Reproduce the listing below word for word, beginning at the line that has "of the colorful" and stopping after the line that has "column 378, row 315".

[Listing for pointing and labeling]
-- START --

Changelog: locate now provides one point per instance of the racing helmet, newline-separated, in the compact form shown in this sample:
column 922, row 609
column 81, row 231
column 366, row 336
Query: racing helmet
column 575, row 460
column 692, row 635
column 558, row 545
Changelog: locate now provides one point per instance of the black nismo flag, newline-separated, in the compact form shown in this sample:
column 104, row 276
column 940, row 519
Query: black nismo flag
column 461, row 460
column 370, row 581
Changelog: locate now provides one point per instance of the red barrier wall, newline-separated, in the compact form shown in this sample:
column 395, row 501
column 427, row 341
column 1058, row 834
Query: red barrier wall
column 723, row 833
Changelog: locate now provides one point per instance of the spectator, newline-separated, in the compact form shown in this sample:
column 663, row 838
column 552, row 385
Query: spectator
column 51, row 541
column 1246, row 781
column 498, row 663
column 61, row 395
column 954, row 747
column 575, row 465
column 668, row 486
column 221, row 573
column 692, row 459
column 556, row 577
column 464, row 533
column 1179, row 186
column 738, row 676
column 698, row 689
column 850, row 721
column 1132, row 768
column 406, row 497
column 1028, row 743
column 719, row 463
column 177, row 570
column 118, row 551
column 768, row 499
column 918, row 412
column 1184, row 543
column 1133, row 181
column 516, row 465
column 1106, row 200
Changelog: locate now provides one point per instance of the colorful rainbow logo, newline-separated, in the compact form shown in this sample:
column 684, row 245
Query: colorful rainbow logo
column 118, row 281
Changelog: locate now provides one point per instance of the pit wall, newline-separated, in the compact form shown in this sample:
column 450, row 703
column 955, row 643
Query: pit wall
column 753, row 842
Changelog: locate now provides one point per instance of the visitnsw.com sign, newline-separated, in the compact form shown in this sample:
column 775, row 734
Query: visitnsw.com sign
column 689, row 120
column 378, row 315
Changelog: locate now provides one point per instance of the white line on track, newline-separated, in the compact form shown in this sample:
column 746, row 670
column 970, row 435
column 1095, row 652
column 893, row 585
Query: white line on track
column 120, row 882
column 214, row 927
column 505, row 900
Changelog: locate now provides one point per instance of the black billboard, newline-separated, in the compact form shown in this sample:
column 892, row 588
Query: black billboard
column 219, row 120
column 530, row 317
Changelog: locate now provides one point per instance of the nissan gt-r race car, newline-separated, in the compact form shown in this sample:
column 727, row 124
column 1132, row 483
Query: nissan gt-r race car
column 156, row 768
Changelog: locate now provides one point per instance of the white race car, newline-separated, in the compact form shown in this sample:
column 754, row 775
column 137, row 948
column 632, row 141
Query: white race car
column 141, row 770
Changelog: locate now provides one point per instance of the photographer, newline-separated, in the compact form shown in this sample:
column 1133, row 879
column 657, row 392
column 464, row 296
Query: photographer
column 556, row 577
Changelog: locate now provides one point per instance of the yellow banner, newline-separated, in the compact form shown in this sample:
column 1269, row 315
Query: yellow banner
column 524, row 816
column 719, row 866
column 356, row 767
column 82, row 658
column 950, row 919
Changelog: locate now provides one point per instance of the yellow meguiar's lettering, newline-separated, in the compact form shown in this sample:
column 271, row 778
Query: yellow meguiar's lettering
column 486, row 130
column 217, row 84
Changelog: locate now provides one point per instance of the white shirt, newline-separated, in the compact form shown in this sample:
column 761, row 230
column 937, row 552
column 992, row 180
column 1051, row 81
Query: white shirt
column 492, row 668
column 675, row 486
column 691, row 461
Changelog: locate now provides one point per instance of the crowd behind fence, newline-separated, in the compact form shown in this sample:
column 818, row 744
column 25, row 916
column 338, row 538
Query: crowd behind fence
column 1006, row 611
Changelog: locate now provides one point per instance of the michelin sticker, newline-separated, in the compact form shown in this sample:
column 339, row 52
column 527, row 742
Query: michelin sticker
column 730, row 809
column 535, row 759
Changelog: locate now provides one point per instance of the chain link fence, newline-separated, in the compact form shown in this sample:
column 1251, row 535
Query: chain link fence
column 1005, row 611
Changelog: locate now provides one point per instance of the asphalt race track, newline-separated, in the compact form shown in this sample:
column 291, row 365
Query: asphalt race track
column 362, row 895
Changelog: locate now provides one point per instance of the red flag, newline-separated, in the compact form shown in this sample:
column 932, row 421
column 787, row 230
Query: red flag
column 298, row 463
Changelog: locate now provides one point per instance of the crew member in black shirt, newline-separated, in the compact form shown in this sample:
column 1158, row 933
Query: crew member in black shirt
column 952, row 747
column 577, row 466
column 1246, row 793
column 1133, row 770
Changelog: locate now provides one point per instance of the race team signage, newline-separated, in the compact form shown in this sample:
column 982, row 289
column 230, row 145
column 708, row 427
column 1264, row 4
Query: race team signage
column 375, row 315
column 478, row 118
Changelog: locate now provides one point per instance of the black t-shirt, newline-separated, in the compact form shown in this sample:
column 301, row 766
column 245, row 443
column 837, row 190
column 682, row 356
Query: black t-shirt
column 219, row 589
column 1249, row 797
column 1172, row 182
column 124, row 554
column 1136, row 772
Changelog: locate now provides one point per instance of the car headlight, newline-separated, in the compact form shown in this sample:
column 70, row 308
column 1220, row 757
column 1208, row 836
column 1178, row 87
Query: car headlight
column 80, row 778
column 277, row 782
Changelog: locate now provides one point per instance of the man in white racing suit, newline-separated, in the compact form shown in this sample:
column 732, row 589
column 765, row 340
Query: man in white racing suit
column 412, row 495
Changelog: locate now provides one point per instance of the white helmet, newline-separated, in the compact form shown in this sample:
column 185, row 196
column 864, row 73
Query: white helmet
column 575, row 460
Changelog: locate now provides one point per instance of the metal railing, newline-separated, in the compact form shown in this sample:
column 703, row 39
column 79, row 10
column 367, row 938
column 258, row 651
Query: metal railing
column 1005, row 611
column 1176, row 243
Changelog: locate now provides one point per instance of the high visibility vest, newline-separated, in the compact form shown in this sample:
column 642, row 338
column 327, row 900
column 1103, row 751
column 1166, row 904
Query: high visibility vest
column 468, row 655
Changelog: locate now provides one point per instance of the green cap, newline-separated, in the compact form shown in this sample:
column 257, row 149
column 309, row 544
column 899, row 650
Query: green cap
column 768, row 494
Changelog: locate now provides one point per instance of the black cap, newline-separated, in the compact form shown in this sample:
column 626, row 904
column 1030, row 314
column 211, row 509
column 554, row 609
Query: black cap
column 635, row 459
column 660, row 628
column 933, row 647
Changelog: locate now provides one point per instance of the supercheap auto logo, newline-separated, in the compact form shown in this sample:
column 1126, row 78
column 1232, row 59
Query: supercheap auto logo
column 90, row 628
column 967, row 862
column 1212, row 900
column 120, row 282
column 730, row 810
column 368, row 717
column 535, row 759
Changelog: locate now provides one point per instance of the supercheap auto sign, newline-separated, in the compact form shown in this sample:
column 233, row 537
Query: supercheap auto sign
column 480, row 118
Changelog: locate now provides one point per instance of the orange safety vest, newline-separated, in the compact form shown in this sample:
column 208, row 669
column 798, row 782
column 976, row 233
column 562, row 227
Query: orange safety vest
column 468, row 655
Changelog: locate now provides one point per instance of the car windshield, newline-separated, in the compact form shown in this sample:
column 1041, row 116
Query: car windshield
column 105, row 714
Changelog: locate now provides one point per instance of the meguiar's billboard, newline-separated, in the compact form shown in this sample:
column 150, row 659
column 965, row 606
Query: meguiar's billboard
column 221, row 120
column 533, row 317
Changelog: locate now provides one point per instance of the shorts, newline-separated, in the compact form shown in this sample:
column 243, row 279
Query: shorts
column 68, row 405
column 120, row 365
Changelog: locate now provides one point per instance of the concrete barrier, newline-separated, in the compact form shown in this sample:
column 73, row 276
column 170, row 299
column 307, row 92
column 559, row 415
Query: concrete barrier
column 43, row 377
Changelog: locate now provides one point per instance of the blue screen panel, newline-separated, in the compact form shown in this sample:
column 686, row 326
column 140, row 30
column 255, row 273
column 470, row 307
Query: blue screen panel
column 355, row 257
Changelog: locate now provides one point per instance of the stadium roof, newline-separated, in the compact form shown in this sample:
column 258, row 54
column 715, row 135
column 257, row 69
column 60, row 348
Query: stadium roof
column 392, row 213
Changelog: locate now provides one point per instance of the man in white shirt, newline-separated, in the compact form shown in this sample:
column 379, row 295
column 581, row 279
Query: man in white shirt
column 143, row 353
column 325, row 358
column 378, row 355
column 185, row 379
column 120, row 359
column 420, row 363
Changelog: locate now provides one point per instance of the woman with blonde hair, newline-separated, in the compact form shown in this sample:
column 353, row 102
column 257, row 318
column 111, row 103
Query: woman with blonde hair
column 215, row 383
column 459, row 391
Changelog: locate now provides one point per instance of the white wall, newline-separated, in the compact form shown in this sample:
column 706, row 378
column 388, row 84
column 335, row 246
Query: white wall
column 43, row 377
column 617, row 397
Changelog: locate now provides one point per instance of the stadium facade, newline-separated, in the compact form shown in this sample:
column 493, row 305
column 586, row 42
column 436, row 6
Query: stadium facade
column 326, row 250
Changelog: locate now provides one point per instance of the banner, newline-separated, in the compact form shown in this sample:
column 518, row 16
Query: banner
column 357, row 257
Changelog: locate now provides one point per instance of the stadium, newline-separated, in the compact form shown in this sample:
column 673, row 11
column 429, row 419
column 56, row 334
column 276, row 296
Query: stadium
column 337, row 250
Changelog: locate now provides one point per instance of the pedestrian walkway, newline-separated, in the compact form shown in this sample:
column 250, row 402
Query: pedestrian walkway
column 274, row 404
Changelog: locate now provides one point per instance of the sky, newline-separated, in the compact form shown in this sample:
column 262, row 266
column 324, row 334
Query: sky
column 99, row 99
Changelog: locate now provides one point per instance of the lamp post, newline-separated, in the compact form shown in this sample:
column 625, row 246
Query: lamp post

-- END --

> WRITTEN SOLUTION
Changelog: locate now provides one point per instance of the colorful rainbow logo, newline-separated, in the compact form shown in this sample:
column 684, row 245
Query: colorful rainbow logo
column 118, row 281
Changelog: locate now provides one point per instance of the pit wall, newline-separated, in the compact form shown in this sample:
column 450, row 703
column 955, row 643
Query: pit wall
column 753, row 842
Changelog: locate now provides one point per instance of the visitnsw.com sign, newline-separated, in the compact form shown in this sample:
column 775, row 734
Query: visitnsw.com sign
column 689, row 120
column 378, row 315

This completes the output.